Document source:
^^^^
Giuseppe Verdi, Simon Boccanegra. Photo : (c) Agathe Poupeney / Opéra de Paris
Cette œuvre
politique ou les motivations du compositeur concordent avec la politique de son
pays que la nouvelle production de Bastille ignore, font du héros génois, proche
de Garibaldi, le porte-parole de Verdi, qui entend transmettre ici un message
de paix, de tolérance et de lutte contre la réaction, tous thèmes aujourd’hui
mobilisateurs. Cette histoire de filiation, de luttes fratricides, d’écoulement
du temps et de conflits de classes sociales dans la Gênes du XIVe
siècle, a pour personnage central le corsaire Simon Boccanegra, qui devient
doge de la puissante cité génoise et doit se confronter aux intrigues, complots
et bassesses que suscite le pouvoir. Ce qui permet la mise en avant de la
pérennité de ces conflits, tout en mettant en relief la douce mélancolique du
personnage central, père et puissant dont l’utopie des aspirations est
magnifiée par ses origines de corsaire.
Giuseppe Verdi, Simon Boccanegra. Nicola Alaimo (Paolo Albani), Maria Agresta (Amelia), Ludovic Tézier (Boccanegra). Photo : (c) Agathe Poupeney / Opéra de Paris
Or, malgré la présence
envahissante d’une proue de navire de commerce tournant obsessionnellement sur
lui-même et se dépouillant au fur et à mesure de l’action conçu par Susanne
Gschwender, la mer est totalement absente de l’atmosphère du spectacle. Avec ce
décor noir et anxiogène violemment éclairé de néons aveuglants et froids,
Calixto Bieito est fort loin ici de la lumière génoise qu’avait si subtilement
suggérée Giorgio Strehler dans la célèbre production de la Scala de Milan dans
les années 1970. Il faut dire que l’opéra le plus politique de Verdi se déroule
au plus sombre des querelles des Guelfes et des Gibelins, dont la prédominance
de voix graves ajoute en noirceur. L’alternance de scènes
d’intimité et de mouvements de foule qui caractérisent cet ouvrage est quasi
gommée, tout se passant dans le même espace gris parfois limité par quelques
accessoires indéfinis. Même la direction d’acteur de Bieito, peu inspirée, ne permet
pas vraiment au spectateur de pénétrer les conflits des personnages, qui se
meuvent dans un cadre et dans des costumes intemporels, au point que l’on croit
assister à un opéra semi-scénique.
^^^^
Données fournies:
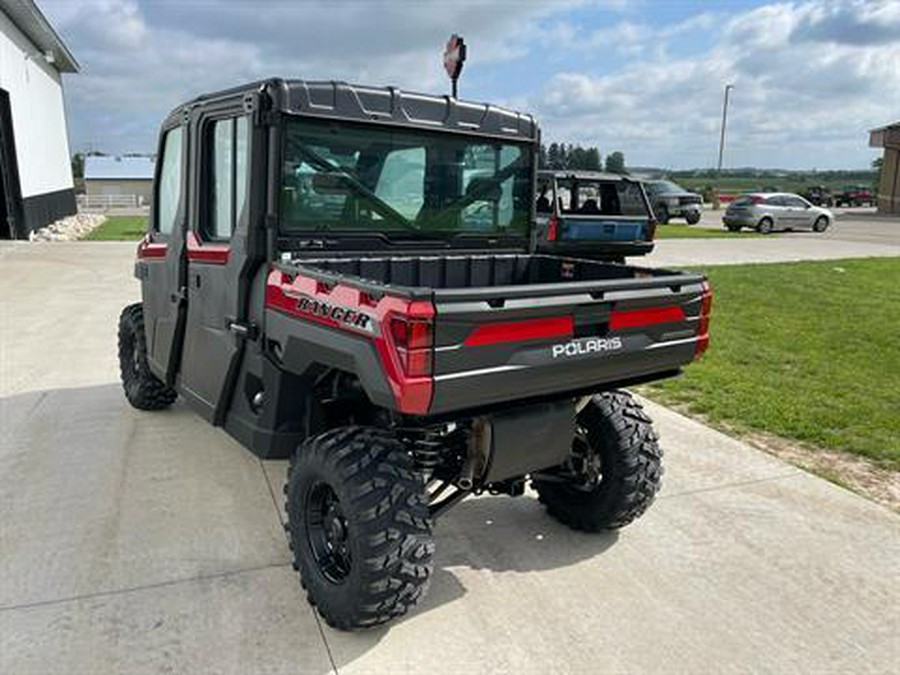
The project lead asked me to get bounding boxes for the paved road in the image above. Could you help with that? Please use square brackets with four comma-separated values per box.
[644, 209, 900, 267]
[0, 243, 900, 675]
^^^^
Consigne:
Pour chacune des affirmations ci-dessous, répondez par oui ou par non selon qu'elle concorde ou non avec le texte sur Simon Boccanegra, et citez mot pour mot les termes décisifs de ce texte.
1. Le corsaire Simon Boccanegra devient doge de Gênes.
2. La mer occupe une grande place dans l'atmosphère du spectacle.
3. La direction d'acteur de Calixto Bieito est jugée très inspirée.

Corrigé:
1. Oui : « le corsaire Simon Boccanegra, qui devient doge de la puissante cité génoise »
2. Non : « la mer est totalement absente de l’atmosphère du spectacle »
3. Non : « la direction d’acteur de Bieito, peu inspirée »